Hello Crossocheilus,
Could be. I have neons and glowline tetras. But I know Aquatoon has fish and still has shrimp flocking to the food.


----------



## kirk (26 Jan 2015)

I found the easyiet way to catch shrimp in a heavily planted,  is with the thin end of the algae scaper guide them into a small net, had to catch loads and post last year.  Nice rili by the way.


----------



## Rob Dahl (26 Jan 2015)

Thank you kirk. I'll give that method a try. Right now I'll let things progress and wait until the eggs hatch.


----------



## X3NiTH (26 Jan 2015)

Ignoring food is completely normal behaviour. If the food is hard and dry they may come back later when it's had time to moisten up a bit to make it easier for them to wrestle chunks of it, I have found pellet foods break down really quickly, the Ebi Dama I'm using is longer lasting and doesn't break apart like the pellets, it frequently gets ignored but does get eaten. Even fresh foods will get ignored, but will eventually get nibbled on.

When you have greater numbers in the tank the easy to find food sources become scarcer and the shrimp can get very hungry, so when you put food in there's a bit of a squabble to get at it, like you've seen in my tanks. If the shrimp run out of easy food sources and you don't feed them they'll eat the wood hard scape!


----------



## Rob Dahl (26 Jan 2015)

Thank you X3NiTH,
Once again I'm dealing with patience. I expected them to flock when they've only just arrived. As the Simon and Garfunkle song says: "Slow down your going to fast. Got to make the morning last."


----------



## Rob Dahl (26 Jan 2015)

Saw X3NiTH's post on exploding CO2 tank. What does FE mean?

Thought some of you might like to se my Tillandsias:
https://www.flickr.com/photos/129377489@N05/16186324370/


----------



## Rob Dahl (27 Jan 2015)

It's a little out of focus, but wanted to catch Big Momma before she disappeared into the jungle. Beginning to see lots of eyes.
https://www.flickr.com/photos/129377489@N05/16379869412/


----------



## Greenfinger2 (28 Jan 2015)

Hi Rob, Congratulation  Looking forward to seeing the little ones


----------



## Another Phil (28 Jan 2015)

Rob Dahl said:


> What does FE mean?


 
Hi Rob,
Fire extinguisher.
cheers phil


----------



## Rob Dahl (28 Jan 2015)

Given data:
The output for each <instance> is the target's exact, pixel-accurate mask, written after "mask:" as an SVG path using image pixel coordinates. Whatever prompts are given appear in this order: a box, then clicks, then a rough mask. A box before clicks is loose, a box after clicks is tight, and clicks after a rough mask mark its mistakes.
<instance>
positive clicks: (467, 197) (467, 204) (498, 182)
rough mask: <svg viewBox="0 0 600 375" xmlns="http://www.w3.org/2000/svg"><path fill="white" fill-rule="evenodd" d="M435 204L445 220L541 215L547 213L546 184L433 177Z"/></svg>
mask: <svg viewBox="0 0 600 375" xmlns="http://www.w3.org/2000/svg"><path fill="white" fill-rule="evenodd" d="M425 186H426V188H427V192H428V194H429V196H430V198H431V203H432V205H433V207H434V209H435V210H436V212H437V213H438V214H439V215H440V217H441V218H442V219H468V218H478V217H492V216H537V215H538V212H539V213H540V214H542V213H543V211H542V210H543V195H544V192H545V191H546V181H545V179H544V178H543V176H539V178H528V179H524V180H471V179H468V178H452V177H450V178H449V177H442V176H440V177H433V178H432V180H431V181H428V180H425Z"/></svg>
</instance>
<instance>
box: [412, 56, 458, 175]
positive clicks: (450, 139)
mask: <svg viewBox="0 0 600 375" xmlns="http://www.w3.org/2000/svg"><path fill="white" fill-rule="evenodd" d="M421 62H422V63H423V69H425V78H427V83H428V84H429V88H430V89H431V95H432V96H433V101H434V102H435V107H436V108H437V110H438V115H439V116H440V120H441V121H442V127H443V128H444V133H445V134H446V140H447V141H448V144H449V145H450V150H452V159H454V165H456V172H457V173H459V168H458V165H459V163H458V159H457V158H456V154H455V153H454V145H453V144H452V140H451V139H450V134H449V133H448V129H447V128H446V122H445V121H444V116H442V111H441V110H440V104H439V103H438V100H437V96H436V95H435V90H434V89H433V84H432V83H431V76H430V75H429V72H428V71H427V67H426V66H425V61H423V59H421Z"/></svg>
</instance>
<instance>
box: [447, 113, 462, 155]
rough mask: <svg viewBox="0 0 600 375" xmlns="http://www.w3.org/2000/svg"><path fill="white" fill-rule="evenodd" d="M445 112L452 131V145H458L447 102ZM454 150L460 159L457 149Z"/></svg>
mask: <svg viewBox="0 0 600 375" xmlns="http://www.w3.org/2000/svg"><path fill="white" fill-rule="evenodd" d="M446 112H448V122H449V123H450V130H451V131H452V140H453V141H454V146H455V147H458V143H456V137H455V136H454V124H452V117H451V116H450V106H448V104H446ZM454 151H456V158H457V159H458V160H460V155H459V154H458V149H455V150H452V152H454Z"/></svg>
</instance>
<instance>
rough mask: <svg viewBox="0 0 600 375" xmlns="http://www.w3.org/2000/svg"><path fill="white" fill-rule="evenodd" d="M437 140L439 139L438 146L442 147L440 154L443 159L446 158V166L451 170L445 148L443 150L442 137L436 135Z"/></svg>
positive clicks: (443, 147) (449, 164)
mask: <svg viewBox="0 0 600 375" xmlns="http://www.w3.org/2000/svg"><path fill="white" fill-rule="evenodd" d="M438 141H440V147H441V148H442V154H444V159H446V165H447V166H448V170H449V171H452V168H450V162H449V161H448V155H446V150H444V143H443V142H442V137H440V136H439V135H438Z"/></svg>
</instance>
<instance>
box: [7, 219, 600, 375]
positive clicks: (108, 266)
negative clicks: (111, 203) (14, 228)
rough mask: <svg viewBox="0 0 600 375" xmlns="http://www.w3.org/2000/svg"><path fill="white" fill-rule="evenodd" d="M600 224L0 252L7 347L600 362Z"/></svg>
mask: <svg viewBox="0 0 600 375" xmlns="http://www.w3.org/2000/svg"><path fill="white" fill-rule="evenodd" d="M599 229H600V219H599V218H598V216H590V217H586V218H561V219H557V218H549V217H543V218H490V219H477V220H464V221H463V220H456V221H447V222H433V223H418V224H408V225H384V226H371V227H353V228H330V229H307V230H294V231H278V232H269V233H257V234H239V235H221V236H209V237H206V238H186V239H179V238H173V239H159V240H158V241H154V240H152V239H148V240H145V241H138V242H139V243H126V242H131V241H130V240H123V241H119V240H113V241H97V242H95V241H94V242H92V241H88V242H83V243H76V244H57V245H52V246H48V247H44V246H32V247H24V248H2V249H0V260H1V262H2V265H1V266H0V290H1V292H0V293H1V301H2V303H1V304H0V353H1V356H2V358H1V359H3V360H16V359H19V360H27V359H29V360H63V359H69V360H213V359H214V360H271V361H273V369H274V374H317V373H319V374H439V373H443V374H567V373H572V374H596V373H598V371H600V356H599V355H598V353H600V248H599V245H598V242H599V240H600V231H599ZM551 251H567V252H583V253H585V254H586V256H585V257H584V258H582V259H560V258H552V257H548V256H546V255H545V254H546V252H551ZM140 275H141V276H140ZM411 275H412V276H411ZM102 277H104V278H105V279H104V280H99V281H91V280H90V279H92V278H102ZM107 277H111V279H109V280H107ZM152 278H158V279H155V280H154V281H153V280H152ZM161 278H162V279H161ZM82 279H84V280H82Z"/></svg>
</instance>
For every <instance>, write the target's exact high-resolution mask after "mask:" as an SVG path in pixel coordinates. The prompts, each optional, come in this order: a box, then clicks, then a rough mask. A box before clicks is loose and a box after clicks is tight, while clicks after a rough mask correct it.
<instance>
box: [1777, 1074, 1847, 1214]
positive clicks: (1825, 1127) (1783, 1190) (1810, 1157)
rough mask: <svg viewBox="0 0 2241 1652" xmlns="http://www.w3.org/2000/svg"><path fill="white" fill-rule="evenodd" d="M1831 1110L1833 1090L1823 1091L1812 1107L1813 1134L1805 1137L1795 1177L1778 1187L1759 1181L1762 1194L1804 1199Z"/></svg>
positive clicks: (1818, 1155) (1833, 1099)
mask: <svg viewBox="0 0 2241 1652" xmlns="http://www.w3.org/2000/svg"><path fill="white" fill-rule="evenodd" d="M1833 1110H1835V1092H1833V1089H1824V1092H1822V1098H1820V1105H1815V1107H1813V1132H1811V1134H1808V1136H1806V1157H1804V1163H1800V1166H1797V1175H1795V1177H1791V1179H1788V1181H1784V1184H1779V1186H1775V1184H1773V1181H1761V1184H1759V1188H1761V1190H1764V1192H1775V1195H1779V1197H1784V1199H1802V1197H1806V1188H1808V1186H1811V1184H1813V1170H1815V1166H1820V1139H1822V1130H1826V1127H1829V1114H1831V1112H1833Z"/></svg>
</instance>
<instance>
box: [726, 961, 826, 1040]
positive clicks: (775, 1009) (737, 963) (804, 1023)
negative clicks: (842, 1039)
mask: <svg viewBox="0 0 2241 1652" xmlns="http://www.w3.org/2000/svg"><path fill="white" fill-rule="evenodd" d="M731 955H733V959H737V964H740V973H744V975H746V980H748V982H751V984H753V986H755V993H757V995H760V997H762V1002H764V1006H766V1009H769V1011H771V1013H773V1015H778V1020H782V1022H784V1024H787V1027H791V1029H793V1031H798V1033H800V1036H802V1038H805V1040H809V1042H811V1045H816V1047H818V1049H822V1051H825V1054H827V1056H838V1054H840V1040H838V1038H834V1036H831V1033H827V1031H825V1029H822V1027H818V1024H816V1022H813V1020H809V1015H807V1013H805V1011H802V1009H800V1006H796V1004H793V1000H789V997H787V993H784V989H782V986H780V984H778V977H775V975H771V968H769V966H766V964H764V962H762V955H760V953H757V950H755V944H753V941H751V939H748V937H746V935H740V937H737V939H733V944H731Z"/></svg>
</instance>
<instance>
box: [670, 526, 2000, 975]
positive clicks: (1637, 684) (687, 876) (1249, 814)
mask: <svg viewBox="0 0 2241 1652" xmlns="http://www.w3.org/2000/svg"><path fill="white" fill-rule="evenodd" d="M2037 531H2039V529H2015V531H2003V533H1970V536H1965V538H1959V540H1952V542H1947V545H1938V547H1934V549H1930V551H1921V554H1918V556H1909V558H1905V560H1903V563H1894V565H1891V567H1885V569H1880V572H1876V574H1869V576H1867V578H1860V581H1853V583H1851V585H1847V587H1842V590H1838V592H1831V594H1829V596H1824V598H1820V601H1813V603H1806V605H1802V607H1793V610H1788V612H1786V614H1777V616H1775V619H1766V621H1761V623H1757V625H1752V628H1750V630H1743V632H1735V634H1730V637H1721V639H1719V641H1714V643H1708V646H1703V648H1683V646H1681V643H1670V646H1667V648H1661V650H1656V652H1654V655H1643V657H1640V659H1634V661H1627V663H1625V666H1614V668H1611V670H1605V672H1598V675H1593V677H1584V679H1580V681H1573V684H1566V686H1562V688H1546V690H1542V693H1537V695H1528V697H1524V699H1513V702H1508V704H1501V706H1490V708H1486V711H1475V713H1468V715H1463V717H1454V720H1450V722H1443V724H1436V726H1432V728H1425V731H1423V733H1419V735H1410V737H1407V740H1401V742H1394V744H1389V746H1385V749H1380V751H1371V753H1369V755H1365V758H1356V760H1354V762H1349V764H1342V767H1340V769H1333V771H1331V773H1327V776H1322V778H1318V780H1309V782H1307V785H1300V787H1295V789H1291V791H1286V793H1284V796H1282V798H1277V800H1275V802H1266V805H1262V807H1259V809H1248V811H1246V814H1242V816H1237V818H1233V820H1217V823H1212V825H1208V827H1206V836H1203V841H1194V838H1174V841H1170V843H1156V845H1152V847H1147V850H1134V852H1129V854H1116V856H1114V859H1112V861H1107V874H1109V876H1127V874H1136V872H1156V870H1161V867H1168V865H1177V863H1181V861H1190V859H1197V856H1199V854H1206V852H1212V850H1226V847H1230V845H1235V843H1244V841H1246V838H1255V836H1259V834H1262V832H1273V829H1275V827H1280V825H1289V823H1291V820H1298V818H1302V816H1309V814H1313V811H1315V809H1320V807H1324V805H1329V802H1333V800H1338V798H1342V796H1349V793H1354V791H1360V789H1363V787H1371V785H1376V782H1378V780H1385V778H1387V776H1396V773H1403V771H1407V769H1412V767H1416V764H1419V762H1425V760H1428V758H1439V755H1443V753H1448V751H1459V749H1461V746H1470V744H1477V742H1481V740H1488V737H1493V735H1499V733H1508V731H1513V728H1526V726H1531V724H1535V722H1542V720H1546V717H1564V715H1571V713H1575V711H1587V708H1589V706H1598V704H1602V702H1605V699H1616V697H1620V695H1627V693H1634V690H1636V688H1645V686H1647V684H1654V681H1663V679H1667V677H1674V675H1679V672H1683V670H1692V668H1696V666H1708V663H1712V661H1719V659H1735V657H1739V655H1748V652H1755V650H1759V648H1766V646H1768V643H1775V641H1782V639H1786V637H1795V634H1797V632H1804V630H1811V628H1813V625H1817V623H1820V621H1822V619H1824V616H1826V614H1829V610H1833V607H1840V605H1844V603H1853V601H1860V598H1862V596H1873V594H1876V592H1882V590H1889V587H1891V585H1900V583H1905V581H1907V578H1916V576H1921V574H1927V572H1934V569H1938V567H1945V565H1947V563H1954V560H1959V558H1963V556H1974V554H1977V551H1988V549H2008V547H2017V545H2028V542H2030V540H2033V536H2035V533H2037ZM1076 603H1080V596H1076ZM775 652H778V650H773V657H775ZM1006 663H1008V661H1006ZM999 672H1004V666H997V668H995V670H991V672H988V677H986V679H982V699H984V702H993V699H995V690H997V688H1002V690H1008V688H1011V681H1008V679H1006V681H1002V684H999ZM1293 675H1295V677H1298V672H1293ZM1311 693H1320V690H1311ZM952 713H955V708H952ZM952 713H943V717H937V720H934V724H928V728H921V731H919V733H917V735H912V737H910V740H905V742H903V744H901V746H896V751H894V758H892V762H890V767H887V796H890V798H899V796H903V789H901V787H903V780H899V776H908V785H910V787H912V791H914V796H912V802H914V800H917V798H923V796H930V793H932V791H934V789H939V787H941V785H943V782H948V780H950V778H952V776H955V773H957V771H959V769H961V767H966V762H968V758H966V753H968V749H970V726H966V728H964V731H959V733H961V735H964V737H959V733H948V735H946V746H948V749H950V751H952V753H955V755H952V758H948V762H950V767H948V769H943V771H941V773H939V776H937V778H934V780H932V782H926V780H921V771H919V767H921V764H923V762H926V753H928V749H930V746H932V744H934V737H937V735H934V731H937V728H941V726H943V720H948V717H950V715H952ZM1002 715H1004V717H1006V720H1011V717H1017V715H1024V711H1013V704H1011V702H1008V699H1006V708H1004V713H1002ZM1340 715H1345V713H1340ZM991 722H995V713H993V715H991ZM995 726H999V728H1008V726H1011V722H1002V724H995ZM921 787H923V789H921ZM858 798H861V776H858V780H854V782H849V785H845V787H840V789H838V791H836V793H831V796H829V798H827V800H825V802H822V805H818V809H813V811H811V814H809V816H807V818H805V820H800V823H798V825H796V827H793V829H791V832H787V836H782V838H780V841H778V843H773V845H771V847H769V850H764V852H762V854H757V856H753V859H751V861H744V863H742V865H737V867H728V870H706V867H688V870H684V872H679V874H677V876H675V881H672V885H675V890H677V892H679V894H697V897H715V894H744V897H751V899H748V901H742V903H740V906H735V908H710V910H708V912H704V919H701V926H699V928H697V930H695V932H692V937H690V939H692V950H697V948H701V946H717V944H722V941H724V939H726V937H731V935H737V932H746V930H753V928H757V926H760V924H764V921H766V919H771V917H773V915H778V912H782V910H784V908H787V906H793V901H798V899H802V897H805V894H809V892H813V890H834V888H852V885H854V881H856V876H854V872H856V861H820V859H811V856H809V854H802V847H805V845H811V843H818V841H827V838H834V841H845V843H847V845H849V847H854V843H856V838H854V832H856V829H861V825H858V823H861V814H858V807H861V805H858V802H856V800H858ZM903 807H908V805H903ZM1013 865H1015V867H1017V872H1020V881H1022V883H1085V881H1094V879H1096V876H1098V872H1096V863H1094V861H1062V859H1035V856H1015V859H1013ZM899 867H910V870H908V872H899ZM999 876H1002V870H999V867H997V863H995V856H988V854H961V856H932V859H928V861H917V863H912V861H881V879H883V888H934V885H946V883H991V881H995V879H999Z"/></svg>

Goal of the exercise:
List every distinct username that appears in a post header of the shrimp-keeping forum thread above.

Result for this task:
kirk, Rob Dahl, X3NiTH, Greenfinger2, Another Phil